- _EXERCISE DESCRIPTION_:
Take the lines below beginning at the line that has "Target: woman in black tank top" and stopping after the line that has "Target: backpack strap", and print them exactly as they are, with no other lines.
--------------------------------------------------
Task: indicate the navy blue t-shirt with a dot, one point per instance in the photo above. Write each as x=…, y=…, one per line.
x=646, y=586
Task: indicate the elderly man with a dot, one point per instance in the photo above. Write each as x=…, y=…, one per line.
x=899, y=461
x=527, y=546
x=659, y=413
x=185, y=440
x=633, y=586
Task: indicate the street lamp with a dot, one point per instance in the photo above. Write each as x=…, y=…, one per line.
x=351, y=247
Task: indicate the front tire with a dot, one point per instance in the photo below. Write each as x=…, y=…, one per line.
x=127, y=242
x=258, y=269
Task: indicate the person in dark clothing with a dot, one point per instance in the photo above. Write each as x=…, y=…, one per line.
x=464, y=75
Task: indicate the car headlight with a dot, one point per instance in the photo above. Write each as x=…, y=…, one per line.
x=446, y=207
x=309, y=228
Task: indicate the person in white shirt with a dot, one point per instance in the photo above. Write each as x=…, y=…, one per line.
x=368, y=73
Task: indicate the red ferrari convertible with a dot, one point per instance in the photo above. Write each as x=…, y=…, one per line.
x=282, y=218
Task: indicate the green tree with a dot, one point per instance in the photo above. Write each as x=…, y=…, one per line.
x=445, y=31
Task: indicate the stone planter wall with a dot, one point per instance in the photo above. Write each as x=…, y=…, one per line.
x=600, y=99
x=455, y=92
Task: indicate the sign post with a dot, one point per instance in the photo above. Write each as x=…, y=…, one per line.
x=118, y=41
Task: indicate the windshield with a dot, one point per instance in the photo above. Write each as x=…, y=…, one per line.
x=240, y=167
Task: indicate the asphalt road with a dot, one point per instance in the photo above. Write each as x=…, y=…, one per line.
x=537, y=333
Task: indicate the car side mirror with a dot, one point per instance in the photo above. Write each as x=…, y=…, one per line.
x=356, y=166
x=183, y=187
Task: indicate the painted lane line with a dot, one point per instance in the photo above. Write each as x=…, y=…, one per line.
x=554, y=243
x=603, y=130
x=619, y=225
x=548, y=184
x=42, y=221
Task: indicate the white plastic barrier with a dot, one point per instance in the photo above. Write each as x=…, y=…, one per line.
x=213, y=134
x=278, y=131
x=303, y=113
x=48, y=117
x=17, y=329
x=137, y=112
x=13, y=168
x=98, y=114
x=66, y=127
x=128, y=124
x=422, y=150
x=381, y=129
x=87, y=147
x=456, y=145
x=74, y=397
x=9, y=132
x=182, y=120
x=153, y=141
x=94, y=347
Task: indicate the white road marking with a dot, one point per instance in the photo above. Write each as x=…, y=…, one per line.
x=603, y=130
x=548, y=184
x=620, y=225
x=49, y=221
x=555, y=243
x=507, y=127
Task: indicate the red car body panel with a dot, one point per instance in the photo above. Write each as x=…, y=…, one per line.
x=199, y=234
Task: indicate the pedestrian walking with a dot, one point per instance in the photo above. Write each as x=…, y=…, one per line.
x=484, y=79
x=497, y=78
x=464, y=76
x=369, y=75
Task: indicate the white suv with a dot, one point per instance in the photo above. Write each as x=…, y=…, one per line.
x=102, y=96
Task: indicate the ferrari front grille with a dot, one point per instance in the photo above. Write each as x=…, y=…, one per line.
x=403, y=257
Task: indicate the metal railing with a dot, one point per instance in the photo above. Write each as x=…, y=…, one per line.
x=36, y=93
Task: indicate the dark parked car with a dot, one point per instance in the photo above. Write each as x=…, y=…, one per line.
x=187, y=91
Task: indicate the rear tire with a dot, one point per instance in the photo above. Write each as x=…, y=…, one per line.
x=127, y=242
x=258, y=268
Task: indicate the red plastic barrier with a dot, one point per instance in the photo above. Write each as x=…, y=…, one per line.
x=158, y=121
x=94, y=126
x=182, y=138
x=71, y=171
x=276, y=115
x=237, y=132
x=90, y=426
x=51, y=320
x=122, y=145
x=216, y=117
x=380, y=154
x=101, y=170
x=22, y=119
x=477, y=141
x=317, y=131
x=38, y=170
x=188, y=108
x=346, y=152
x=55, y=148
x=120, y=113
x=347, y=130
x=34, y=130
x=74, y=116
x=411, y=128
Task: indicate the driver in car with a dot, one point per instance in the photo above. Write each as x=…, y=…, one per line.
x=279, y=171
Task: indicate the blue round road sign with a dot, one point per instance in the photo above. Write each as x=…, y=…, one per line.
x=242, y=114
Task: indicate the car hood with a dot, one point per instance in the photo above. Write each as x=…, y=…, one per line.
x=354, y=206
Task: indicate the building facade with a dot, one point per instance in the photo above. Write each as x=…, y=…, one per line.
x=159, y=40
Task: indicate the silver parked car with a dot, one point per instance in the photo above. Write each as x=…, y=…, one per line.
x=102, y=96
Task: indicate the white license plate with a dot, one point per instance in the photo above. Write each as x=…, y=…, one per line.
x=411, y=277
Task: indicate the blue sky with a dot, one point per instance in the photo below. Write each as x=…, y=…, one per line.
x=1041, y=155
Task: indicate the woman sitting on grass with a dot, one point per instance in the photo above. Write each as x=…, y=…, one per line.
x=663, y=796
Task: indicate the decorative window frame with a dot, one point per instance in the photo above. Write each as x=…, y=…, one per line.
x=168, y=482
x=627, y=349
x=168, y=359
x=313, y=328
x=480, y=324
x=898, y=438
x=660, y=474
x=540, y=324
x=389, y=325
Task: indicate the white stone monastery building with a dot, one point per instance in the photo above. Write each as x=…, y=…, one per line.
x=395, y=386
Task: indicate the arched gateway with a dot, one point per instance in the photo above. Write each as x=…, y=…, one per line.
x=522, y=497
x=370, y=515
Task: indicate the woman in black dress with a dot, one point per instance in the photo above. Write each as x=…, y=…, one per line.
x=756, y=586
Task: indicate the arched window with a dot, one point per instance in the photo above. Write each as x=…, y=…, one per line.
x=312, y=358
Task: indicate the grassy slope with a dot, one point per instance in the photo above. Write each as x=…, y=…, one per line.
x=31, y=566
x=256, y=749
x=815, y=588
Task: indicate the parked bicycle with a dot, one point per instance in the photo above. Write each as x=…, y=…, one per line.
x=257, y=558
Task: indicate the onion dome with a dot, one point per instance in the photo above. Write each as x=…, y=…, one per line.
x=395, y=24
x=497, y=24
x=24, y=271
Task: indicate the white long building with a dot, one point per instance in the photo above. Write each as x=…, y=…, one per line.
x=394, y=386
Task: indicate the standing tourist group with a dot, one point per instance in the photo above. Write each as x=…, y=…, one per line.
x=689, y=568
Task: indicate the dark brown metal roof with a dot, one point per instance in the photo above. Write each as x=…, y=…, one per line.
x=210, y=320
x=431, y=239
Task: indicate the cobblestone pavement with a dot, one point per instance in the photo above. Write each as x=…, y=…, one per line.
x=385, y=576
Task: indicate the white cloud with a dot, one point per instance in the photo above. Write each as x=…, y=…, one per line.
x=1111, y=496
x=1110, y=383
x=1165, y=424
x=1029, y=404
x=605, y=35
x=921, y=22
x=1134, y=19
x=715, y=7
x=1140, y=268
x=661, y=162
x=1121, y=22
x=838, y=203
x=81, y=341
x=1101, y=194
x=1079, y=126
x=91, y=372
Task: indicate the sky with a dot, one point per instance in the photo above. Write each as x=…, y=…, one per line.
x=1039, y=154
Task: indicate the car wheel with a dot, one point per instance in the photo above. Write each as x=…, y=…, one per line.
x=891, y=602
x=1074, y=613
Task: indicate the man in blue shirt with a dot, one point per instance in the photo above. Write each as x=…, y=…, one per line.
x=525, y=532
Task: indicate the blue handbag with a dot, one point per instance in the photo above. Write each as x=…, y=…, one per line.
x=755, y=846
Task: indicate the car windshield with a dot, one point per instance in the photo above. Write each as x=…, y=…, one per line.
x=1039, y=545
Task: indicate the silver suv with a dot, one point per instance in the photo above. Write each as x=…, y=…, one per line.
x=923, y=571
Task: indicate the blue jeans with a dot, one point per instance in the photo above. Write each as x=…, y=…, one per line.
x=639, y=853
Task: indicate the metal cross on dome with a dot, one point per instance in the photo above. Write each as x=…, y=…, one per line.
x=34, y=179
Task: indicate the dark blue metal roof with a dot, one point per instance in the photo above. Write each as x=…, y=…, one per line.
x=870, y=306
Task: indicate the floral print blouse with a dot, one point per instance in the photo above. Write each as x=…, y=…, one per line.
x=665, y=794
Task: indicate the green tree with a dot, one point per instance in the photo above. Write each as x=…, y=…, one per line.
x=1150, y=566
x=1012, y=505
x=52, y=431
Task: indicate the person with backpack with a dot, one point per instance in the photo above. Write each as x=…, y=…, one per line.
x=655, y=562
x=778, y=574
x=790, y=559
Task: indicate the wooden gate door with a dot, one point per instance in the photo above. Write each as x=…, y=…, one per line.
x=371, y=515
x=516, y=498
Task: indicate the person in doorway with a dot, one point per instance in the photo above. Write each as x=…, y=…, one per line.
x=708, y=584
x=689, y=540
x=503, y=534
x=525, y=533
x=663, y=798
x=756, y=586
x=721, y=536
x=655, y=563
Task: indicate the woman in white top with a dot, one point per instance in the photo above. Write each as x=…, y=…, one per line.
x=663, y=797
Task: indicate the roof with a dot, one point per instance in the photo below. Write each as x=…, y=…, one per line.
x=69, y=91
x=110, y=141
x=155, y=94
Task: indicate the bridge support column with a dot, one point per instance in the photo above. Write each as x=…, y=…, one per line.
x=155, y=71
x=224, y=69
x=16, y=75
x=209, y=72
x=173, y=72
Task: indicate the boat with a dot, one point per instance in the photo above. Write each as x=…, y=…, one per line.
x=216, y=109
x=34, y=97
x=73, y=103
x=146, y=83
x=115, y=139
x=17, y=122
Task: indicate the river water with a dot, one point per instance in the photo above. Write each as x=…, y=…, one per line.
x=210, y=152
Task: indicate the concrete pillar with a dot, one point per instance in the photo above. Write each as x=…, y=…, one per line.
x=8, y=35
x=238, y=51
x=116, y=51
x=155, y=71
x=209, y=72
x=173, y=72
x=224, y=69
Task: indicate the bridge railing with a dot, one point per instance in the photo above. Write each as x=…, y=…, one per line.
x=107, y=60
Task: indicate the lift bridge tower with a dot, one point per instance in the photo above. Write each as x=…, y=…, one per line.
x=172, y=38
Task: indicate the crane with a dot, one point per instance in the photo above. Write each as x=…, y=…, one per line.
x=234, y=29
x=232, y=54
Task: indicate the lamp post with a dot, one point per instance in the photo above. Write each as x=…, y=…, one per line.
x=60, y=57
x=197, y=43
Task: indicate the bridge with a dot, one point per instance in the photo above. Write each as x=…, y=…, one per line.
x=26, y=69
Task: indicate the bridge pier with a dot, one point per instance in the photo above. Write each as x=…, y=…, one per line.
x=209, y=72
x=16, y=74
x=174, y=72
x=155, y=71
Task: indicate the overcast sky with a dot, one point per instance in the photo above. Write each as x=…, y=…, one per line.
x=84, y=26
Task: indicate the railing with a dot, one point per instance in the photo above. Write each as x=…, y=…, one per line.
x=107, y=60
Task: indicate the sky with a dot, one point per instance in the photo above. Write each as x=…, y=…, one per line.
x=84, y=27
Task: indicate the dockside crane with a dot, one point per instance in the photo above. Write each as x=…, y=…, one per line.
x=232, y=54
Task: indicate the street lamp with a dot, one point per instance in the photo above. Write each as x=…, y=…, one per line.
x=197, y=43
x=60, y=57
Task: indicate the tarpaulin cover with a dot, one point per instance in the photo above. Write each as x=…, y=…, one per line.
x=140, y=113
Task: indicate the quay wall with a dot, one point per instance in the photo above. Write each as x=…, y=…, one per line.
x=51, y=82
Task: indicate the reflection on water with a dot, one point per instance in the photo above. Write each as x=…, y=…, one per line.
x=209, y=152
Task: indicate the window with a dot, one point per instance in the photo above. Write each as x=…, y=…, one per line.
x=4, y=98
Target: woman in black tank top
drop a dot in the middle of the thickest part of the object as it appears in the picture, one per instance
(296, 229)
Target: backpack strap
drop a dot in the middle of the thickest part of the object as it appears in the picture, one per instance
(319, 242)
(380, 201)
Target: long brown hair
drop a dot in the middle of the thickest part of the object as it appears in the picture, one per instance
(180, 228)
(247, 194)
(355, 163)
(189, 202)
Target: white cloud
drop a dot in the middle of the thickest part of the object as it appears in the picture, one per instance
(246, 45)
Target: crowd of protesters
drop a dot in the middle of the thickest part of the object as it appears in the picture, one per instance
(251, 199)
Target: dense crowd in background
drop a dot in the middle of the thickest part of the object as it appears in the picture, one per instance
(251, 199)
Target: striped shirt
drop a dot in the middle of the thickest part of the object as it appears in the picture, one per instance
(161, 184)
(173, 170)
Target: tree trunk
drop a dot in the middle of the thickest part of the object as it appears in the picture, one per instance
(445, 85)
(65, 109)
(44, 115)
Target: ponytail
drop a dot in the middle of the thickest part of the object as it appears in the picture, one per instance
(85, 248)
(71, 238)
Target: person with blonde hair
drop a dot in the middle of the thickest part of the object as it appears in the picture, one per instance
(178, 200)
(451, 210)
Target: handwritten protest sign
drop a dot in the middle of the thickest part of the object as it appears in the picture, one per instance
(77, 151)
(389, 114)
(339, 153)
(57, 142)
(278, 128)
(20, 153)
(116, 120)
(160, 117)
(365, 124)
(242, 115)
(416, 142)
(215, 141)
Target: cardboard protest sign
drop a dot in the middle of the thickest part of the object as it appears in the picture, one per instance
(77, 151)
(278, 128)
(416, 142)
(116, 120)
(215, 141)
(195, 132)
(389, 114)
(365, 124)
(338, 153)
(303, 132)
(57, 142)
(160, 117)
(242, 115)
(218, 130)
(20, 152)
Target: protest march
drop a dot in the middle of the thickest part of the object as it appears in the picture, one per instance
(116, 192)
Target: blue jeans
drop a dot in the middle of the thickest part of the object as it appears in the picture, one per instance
--------------------------------------------------
- _YOUR SOLUTION_:
Target: woman in black tank top
drop a dot in the middle of the thickest part of the object as it appears in the picture, one per instance
(296, 229)
Target: backpack strap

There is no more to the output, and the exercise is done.